- **THE EXERCISE**:
Will you reproduce, word for word, the stretch of the records from the line containing "[outline] drainpipe" through the end of the records, with both ends included?

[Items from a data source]
= = = =

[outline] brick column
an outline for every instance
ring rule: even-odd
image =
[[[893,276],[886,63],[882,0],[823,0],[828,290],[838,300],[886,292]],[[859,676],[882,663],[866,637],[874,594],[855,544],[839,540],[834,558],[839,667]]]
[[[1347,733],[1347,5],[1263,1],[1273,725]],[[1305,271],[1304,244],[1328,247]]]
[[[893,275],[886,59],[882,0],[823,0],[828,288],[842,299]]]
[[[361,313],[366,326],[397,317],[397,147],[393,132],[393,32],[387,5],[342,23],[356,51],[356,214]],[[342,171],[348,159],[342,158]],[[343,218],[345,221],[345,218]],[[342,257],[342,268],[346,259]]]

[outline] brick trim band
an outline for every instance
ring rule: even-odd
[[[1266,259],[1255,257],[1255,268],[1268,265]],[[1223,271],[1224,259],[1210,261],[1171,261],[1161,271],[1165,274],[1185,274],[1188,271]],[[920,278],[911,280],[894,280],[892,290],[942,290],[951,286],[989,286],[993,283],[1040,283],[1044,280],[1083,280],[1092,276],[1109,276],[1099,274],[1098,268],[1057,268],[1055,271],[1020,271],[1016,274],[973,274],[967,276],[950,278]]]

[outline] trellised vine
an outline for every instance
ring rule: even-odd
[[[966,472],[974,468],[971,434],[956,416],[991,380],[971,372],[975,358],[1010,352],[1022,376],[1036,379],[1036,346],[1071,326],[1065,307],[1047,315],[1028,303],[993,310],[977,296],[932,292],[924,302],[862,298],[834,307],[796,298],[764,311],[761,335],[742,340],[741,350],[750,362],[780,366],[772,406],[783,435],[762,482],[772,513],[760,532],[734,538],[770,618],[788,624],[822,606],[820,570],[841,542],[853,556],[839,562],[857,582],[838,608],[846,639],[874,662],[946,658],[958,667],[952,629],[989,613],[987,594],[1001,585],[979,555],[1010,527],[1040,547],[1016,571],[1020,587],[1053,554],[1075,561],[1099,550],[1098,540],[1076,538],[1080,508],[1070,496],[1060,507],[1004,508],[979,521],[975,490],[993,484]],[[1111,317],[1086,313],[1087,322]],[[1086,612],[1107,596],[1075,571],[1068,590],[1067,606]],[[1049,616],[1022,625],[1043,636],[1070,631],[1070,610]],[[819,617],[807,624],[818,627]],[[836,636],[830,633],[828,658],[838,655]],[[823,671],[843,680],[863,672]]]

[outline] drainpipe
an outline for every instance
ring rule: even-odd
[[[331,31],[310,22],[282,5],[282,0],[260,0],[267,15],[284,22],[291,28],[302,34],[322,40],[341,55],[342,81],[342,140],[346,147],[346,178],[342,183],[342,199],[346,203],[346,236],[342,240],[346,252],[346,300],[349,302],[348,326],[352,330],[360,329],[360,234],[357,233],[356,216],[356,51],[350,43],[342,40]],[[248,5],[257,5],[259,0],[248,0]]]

= = = =

- **EXERCISE RESULT**:
[outline] drainpipe
an outline for every instance
ring rule: even-odd
[[[331,31],[310,22],[282,5],[282,0],[260,0],[267,15],[284,22],[291,28],[302,34],[322,40],[341,55],[342,81],[342,140],[346,147],[346,178],[342,183],[342,199],[346,203],[346,236],[342,240],[346,252],[346,300],[349,302],[348,326],[352,330],[360,329],[360,234],[357,233],[356,216],[356,51],[350,43],[342,40]],[[248,5],[257,5],[259,0],[248,0]]]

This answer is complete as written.